* [Reading passage]
↓↓↓

Priavoid has built a pipeline that comprises highly innovative compounds at different stages of pharmaceutical development.
Alzheimer’s Disease (AD)
AD, also referred to simply as Alzheimer’s, is a chronic neurodegenerative disease that usually starts slowly and worsens over time. It was first described by, and later named after, German psychiatrist and pathologist Alois Alzheimer in 1906. AD is the cause of 60% to 70% of cases of dementia. The most common early symptom is the impairment in remembering recent events (short-term memory loss). The symptoms progress over time, include the loss of ability to respond to the environment, to control own movements and ultimately lead to death. To date, no treatments stop or reverse its progression, though some may temporarily improve symptoms. In 2015, approximately 29.8 million patients worldwide suffered from AD resulting in about 1.1 million premature mortalities. In developed countries, AD is a tremendous burden for health care systems and insurances.
Amyotrophic Lateral Sclerosis (ALS)

↑↑↑

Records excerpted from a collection
↓↓↓

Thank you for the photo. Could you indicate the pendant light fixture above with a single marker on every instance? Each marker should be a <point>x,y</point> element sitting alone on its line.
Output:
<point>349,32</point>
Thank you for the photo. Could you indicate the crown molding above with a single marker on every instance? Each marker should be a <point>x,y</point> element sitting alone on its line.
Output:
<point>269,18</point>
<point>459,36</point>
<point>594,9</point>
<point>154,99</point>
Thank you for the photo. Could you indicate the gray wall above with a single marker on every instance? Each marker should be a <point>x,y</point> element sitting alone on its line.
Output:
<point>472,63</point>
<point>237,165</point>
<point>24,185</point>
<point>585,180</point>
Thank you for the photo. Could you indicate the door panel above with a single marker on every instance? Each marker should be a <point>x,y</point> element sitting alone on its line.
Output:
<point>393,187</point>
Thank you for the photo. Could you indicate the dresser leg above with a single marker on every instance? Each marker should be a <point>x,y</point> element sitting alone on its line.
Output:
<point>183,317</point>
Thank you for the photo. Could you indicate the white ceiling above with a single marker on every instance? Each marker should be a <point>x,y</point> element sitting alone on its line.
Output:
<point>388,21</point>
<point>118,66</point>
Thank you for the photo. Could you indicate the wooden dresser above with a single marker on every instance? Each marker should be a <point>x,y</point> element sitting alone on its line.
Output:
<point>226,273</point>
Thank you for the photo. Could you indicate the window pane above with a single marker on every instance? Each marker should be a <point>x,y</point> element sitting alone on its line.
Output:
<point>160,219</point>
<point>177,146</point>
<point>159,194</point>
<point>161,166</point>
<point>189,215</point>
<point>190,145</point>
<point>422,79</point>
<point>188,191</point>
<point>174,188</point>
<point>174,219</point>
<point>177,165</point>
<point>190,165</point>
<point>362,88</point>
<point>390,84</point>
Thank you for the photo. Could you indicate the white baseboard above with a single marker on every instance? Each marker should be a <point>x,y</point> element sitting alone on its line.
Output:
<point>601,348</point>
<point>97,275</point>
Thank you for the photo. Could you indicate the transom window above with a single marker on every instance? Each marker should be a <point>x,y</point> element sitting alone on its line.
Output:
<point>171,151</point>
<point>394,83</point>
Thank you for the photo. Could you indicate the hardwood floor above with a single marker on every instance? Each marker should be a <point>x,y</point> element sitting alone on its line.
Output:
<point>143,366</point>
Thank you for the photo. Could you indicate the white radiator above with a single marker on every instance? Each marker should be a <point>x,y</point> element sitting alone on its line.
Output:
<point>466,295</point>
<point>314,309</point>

↑↑↑

* [What to do]
1) Answer these questions about the passage on Priavoid's pipeline:
(a) Who first described Alzheimer's disease, and in what year?
(b) What share of dementia cases does Alzheimer's disease cause?
(c) How many people worldwide had Alzheimer's disease in 2015?
2) Can you go on with the passage on Priavoid's pipeline, starting after its final heading, "Amyotrophic Lateral Sclerosis (ALS)"?

* [Answers]
1)
(a) German psychiatrist and pathologist Alois Alzheimer, in 1906.
(b) 60% to 70%.
(c) Approximately 29.8 million.

2)
ALS, also known as Lou Gehrig’s disease and motor neurone disease (MND), is a specific disease that causes the death of neurons which control voluntary muscles. Some also use the term motor neuron disease for a group of conditions of which ALS is the most common. Descriptions of the disease date back to at least 1824 by Charles Bell. ALS is characterized by stiff muscles, muscle twitching, and gradually worsening weakness due to muscles decreasing in size. This results in difficulty speaking, swallowing, and eventually breathing. No cure for ALS is known. A medication called riluzole may extend life by about two to three months. ALS became well known worldwide when physicist Stephen Hawking, diagnosed in 1963 and expected to die within two years, became famous by his research in cosmology.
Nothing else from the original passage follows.